*ACTIONS TO TAKE*
#1 In the peace accord text, copy everything from "- Both sides to assist" down to "under public trusts." word for word.
#2 According to the peace accord text, which body was to monitor the human rights situation?
#3 Continue the peace accord text from its last sentence.

*** Opening of TEXT BLOCK ***

Comprehensive Peace Accord
- Type: Peace
- Context: Nepalese Civil War
- Signed: 21 November 2006; 19 years ago
- Location: Kathmandu, Nepal
- Original signatories: Girija Prasad Koirala (Prime Minister of Nepal) Pushpa Kamal Dahal;
- Parties: Government of Nepal and Communist Party of Nepal (Maoist)
- Language: Nepali

= Comprehensive Peace Accord =

2006 agreement which ended Maoist insurgency

The Comprehensive Peace Accord (विस्तृत शान्ति सम्झौता; abbreviated CPA) was signed on 21 November 2006 between the Government of Nepal and the Communist Party of Nepal (Maoist Centre)—at the time known as the Communist Party of Nepal (Maoist).

==Highlights of the peace accord==
The peace accord marked the formal end of the Nepalese Civil War that began in 1996. It included the following provisions:

- The Maoist People's Liberation Army to be placed in temporary cantonments, where they would be rehabilitated and re-integrated into the society, and the monarchist army to be confined within the barracks. Both armies to be monitored and supervised by the United Nations Mission in Nepal, as per the earlier agreement reached between the government and the Maoists.
- Strict implementation of all previous pacts/agreements reached between the government and Maoists.
- Termination of the military action and the armed mobilization. Both sides to stop attacks or any kind of violent and offensive activities from either side; no new recruitment in armed forces of both sides and no transportation of arms and ammunition and explosives.
- Both sides to assist each other to maintain law, peace, and order
- Both sides to fully commit themselves to uphold all international human rights laws and civil liberties, and the Office of the United Nations High Commissioner for Human Rights to monitor the human rights situation.
- The King to be stripped of political rights and his property to be nationalized under public trusts.
- Scrapping of the Maoists' parallel administration (People's governments, People's Courts) across the country.
- Strong punitive policy to curb corruption and confiscation of property earned illegally through corruption
- Formation of National Peace and Rehabilitation Commission, Truth Commission, and a high-level Commission for State Restructuring.
- Respectful rehabilitation and social integration of the people displaced during the insurgency

==Implementation==

CPA's implementation has been a topic of intense debate over the years.

=== Demilitarization ===
The Maoist army was confined within temporary cantonments that were verified and monitored by the United Nations Mission in Nepal (UNMIN), with their arms locked in the cantonment and guarded by UNMIN. An equal number of arms of Nepal Army were also guarded by UNMIN.
As of 2007, properties confiscated by Maoists had not been fully returned.

There was disagreement between Maoists and other parties on issues of integration of the Maoist army into the Nepal army. Former Prime Minister Madav Kumar Nepal said that the Maoist army would be rehabilitated and integrated into the Nepal Army but key coalition partners of the Nepali Congress and Madhesi Janadhikar Forum were vehemently opposed to the idea. Even former Defence Minister Bidhya Devi Bhandari was strongly against the deal.

*** Close of TEXT BLOCK ***
*** Opening of EXCERPTED RECORDS ***

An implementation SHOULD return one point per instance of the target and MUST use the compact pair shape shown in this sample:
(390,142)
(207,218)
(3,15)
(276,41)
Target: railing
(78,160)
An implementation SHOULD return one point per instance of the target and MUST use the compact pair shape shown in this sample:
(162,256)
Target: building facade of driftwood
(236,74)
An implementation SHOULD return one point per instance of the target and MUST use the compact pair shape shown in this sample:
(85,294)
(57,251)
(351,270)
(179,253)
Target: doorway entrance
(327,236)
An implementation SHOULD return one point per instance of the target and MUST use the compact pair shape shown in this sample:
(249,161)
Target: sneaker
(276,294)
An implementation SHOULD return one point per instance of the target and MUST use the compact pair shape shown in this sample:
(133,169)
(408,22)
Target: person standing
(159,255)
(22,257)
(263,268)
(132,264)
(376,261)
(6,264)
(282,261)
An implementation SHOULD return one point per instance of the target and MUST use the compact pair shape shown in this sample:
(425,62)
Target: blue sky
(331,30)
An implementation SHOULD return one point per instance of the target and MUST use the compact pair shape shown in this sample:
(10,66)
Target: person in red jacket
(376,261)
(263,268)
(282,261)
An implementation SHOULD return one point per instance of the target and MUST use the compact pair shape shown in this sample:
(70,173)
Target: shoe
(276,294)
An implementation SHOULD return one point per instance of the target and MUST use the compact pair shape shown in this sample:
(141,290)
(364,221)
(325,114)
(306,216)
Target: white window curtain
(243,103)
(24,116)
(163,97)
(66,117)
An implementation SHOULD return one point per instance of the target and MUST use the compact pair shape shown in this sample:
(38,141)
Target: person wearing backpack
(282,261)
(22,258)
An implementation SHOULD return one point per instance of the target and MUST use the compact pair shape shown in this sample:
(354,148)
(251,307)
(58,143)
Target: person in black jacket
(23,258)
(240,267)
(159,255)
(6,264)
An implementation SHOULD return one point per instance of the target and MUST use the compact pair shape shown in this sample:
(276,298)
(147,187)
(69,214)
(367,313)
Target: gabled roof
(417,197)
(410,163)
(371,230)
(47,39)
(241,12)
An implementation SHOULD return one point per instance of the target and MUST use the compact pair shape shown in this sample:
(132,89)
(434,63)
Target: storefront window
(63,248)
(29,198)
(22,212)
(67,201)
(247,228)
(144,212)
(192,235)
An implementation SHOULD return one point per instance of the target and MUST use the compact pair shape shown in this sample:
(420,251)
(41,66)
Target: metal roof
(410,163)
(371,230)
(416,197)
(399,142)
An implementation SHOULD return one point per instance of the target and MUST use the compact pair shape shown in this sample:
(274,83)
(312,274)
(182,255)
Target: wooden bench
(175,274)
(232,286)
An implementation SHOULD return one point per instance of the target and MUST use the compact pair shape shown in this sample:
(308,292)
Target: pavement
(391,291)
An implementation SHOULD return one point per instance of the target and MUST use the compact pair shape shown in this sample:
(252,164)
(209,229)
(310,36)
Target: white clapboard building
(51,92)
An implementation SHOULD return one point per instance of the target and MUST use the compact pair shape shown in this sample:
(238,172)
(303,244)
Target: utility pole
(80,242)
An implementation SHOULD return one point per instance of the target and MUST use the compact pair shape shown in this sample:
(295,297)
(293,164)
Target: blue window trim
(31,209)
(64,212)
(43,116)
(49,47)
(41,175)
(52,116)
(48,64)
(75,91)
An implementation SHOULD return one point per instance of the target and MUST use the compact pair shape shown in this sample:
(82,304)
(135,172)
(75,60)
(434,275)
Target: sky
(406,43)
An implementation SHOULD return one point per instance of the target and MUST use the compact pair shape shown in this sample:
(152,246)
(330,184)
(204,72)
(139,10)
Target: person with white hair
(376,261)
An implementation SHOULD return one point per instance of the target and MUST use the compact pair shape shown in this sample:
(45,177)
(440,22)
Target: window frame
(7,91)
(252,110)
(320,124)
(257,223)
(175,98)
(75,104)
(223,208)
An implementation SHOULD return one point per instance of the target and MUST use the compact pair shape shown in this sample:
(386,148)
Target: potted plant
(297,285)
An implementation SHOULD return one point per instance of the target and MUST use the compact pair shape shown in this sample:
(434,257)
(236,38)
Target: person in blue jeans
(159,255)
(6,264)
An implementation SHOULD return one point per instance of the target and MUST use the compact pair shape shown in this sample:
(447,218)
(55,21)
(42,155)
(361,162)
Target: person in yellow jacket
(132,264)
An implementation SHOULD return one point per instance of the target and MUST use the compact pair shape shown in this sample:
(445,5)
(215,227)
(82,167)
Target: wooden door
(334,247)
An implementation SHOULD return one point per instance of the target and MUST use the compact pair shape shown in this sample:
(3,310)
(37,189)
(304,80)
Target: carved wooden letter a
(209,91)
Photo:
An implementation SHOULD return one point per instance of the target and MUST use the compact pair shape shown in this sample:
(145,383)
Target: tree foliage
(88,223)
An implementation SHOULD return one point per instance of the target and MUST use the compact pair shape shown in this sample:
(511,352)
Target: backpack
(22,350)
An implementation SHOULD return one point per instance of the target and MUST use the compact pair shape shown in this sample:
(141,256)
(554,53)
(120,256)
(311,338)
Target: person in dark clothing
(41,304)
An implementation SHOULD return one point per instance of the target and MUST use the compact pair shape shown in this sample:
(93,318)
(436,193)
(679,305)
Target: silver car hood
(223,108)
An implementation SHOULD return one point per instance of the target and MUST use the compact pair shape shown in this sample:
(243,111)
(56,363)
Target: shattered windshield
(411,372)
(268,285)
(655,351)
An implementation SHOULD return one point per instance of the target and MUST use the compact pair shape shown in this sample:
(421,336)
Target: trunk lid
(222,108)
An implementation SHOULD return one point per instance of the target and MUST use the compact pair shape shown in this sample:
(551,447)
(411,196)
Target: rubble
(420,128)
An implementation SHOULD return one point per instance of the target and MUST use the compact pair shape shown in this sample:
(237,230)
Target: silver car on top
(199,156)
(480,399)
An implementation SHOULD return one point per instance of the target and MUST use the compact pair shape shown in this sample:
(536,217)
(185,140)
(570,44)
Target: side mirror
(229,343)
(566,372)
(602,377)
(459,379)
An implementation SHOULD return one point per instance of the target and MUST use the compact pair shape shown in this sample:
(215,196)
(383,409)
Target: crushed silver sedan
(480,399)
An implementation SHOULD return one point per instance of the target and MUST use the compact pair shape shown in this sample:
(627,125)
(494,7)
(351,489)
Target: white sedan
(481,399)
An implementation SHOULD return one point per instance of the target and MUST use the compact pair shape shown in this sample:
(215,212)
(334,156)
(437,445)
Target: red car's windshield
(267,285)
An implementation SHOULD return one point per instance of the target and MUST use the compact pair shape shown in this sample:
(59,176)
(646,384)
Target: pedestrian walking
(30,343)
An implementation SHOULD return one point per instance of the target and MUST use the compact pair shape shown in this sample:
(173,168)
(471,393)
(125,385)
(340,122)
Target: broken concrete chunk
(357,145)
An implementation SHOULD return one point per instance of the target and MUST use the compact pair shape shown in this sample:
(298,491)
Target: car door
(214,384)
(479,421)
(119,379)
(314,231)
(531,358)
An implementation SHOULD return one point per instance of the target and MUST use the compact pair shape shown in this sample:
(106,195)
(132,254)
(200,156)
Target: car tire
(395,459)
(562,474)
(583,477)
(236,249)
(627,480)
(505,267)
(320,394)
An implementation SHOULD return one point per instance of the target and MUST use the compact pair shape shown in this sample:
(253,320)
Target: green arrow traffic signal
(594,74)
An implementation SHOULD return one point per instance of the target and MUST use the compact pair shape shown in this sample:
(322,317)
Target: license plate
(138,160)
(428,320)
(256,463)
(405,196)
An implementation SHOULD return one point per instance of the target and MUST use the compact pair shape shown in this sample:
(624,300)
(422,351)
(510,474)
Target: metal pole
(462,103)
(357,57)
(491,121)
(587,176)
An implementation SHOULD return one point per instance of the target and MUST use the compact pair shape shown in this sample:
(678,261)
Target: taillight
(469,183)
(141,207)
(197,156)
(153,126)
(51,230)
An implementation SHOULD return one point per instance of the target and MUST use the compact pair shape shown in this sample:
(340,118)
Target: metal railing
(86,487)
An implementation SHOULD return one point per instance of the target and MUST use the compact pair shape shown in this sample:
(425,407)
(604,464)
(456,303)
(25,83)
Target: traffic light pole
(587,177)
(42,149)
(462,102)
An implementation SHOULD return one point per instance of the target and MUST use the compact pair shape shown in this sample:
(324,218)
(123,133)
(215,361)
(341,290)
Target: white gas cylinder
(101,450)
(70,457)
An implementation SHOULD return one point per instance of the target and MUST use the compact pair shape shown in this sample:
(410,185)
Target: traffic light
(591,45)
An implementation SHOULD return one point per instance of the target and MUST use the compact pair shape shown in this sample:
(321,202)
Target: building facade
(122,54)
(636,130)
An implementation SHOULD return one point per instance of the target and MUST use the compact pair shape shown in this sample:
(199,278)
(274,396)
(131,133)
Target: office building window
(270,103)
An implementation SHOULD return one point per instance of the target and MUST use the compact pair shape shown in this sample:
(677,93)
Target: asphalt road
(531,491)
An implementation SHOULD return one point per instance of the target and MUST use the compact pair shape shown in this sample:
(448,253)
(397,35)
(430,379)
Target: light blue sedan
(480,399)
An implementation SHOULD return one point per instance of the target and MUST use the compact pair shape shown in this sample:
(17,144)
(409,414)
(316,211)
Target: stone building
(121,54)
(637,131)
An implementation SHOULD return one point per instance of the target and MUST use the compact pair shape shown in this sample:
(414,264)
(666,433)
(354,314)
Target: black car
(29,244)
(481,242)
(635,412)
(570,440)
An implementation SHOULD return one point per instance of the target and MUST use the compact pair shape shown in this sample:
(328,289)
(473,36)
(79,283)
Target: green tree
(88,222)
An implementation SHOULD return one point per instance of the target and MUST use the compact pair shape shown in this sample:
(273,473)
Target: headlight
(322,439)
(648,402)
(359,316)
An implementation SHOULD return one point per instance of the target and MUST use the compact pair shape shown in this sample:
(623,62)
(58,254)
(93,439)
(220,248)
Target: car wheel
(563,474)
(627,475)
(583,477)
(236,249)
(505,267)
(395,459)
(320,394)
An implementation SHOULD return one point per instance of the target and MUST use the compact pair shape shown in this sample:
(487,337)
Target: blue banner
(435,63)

*** Close of EXCERPTED RECORDS ***

*RESPONSES BY TASK*
#1
- Both sides to assist each other to maintain law, peace, and order
- Both sides to fully commit themselves to uphold all international human rights laws and civil liberties, and the Office of the United Nations High Commissioner for Human Rights to monitor the human rights situation.
- The King to be stripped of political rights and his property to be nationalized under public trusts.

#2 The Office of the United Nations High Commissioner for Human Rights.

#3
After a second round of verification, 4,008 verified minor and late recruits were released from cantonments beginning in January 2010. Among the released 4,008 ex-combatants from seven main camps and other 21 satellite camps located at various parts of the country, 2,973 were verified minors (who were under 18 when the peace deal was signed on November 21, 2006) and 1,035 were late recruits (recruited after November 21, 2006). As of 2010 the United Nations was providing four types of rehabilitation packages for released ex-combatants which include vocational training, sponsoring school education, health education training and supporting small business initiatives. Research was done to identify how the private sector could support the rehabilitation program and help in consolidating peace.

The demobilization process was concluded in 2013, and most former Maoist fighters opted for integration into the Nepalese military or voluntary discharge, with a handful registering for rehabilitation. Progress on the rehabilitation package for Maoist combatants went underway in 2011, and this process also concluded in 2013 with the reintegration of approximately 16,000 ex-combatants.

=== Human Rights and Transitional Justice ===
Nepal has attempted to pass transitional justice legislation multiple times. In 2008, legislation to establish the Truth and Reconciliation Commission was introduced, as well as legislation to establish the Commission of Investigation on Enforced Disappeared Persons (CIEDP), though both bills were later withdrawn by the government.

On 10 February 2015, the Truth and Reconciliation Commission was established, with Ganesh Dutta Bhatta as chairperson.

In 2024, Nepal adopted a transitional justice law, officially titled "A Bill to Amend the Disappeared Persons’ Enquiry, Truth and Reconciliation Commission Act, 2071." The bill has received criticism due to the lack of involvement of civil society or victims and their families in its development.